## BEGIN Supplied passage
Search SIGMOD Join SIGMOD Feedback What's New Home
SIGMOD/PODS Conferences
DBLP Bibliography
SIGMOD Digital Symposium Collection
SIGMOD Anthology
SIGMOD Digital Review
Industry Pages
The PODS Pages
Post/Read DB World Messages

Edgar F. Codd

August 23rd, 1923 - April 18th, 2003

A Tribute

By now there cannot be many in the database community who are unaware that, sadly, Dr. E. F. Codd passed away on April 18th, 2003. He was 79. Dr. Codd, known universally to his colleagues and friends--among whom I was proud to count myself--as Ted, was the man who, singlehanded, put the field of database management on a solid scientific footing. The entire relational database industry, now worth many billions of dollars a year, owes the fact of its existence to Ted's original work, and the same is true of all of the huge number of relational database research and teaching programs under way worldwide in universities and similar organizations. Indeed, all of us who work in this field owe our career and livelihood to the giant contributions Ted made during the period from the late 1960s to the early 1980s. We all owe him a huge debt. This tribute to Ted and his achievements is offered in recognition of that debt.

Ted began his computing career in 1949 as a programming mathematician for IBM on the Selective Sequence Electronic Calculator. He subsequently participated in the development of several important IBM products, including the 701 (IBM's first commercial electronic computer) and STRETCH, which led to IBM's 7090 mainframe technology. Then, in the late 1960s, he turned his attention to the problem of database management--and over the next few years he created the invention with which his name will forever be associated: the relational model of data.

The relational model is widely recognized as one of the great technical innovations of the 20th century. Ted described it and explored its implications in a series of research papers--staggering in their originality--that he published during the period from 1969 to 1981. The effect of those papers was twofold: First, they changed for good the way the IT world perceived the database management problem; second (as already mentioned), they laid the foundation for a whole new industry. In fact, they provided the basis for a technology that has had, and continues to have, a major impact on the very fabric of our society. It is no exaggeration to say that Ted is the intellectual father of the modern database field.
## END Supplied passage
## BEGIN Information shown
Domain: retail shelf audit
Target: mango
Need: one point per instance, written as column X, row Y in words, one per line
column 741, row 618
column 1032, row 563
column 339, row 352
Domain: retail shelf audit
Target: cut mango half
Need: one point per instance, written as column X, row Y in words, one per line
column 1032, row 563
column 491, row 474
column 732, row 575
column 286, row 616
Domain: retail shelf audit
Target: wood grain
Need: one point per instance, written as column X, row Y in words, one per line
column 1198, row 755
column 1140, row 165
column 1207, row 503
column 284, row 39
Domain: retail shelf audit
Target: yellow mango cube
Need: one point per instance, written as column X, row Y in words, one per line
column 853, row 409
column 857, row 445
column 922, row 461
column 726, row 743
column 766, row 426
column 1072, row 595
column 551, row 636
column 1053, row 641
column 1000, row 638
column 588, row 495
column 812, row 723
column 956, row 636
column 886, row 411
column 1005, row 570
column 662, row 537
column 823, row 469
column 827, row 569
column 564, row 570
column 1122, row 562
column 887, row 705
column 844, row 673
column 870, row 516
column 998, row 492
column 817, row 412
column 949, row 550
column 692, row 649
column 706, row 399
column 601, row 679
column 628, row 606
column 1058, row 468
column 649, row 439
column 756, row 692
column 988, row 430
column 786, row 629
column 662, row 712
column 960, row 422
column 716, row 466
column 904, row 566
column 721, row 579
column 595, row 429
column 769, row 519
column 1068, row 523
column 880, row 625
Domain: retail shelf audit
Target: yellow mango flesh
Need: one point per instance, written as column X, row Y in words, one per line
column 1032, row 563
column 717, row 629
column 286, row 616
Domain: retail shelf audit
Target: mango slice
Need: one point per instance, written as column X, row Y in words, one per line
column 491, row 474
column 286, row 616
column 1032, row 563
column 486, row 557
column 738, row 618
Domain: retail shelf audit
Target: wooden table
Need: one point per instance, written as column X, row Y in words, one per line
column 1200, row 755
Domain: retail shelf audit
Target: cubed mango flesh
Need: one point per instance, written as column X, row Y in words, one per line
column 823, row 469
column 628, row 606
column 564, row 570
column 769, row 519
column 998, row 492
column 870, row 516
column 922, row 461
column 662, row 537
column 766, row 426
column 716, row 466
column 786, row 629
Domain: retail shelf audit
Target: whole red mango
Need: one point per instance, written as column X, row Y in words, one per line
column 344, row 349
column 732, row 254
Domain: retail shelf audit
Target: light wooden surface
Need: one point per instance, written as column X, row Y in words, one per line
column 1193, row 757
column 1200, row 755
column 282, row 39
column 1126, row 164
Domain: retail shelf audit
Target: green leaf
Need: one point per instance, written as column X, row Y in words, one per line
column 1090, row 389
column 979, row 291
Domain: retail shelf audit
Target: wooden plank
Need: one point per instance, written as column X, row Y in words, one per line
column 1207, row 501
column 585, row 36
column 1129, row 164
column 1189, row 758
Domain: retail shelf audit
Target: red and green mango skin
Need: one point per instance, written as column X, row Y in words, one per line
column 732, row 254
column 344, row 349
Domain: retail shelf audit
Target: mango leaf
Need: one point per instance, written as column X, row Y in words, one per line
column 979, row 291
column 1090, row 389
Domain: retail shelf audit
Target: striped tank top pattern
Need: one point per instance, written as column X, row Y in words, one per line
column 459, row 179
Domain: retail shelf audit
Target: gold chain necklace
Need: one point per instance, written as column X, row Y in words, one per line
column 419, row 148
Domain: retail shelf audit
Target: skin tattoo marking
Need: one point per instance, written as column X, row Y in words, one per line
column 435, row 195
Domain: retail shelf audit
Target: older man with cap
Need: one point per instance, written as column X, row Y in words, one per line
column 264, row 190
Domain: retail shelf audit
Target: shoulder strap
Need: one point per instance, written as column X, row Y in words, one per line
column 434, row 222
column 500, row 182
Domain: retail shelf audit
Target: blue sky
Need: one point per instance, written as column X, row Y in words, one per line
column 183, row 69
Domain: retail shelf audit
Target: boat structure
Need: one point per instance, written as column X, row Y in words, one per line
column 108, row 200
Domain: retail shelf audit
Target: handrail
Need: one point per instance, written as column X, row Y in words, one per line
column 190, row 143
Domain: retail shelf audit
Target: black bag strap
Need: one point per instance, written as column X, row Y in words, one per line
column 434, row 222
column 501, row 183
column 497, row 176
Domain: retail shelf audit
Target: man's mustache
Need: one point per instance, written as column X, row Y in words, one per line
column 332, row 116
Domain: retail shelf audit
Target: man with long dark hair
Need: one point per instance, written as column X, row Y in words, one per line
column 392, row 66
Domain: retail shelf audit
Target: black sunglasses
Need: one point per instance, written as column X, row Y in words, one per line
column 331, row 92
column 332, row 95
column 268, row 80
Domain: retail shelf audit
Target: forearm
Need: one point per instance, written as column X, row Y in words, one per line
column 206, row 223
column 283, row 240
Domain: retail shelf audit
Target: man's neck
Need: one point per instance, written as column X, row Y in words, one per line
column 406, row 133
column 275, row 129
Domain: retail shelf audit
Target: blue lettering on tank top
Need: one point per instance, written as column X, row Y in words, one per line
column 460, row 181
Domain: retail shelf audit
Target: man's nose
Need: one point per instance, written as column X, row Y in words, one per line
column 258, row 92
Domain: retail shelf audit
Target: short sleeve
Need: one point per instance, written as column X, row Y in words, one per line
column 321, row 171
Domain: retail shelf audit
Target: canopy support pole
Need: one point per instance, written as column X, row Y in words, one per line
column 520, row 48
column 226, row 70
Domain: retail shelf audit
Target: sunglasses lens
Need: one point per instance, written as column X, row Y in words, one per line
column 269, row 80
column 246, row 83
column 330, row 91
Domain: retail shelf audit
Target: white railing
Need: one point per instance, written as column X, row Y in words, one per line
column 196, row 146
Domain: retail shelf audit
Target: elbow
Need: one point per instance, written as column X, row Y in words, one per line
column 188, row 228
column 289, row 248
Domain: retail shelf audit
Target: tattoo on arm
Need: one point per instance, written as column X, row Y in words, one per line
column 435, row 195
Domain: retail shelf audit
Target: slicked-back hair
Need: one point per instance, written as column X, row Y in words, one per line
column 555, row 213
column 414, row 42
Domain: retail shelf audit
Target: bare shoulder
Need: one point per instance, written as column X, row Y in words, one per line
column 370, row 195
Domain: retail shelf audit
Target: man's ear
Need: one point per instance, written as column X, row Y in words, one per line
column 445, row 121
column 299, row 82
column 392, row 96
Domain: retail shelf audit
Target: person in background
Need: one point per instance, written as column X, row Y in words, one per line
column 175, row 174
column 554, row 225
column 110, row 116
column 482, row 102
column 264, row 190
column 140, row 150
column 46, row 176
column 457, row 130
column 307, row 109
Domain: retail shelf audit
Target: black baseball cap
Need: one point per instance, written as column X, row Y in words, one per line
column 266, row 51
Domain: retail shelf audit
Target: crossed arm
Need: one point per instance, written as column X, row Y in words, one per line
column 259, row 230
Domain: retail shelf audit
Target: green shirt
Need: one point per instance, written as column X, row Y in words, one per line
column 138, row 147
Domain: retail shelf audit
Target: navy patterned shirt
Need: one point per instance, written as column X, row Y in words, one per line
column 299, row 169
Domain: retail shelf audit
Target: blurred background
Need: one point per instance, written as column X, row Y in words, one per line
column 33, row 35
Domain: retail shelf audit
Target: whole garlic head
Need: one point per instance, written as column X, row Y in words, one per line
## END Information shown
■ Task list:
A. Please edit the stretch of the Codd tribute from "The relational model is" through "modern database field.", putting "remarkable" in place of "staggering".
B. Condense the paragraph of the Codd tribute beginning "Ted began his computing career" into a short bulleted list of its main facts.

■ Full solutions:
A.
The relational model is widely recognized as one of the great technical innovations of the 20th century. Ted described it and explored its implications in a series of research papers--remarkable in their originality--that he published during the period from 1969 to 1981. The effect of those papers was twofold: First, they changed for good the way the IT world perceived the database management problem; second (as already mentioned), they laid the foundation for a whole new industry. In fact, they provided the basis for a technology that has had, and continues to have, a major impact on the very fabric of our society. It is no exaggeration to say that Ted is the intellectual father of the modern database field.

B.
- Began his computing career in 1949 as a programming mathematician for IBM on the Selective Sequence Electronic Calculator.
- Took part in developing several important IBM products, including the 701 (IBM's first commercial electronic computer) and STRETCH, which led to IBM's 7090 mainframe technology.
- Turned to database management in the late 1960s and, over the next few years, created the relational model of data.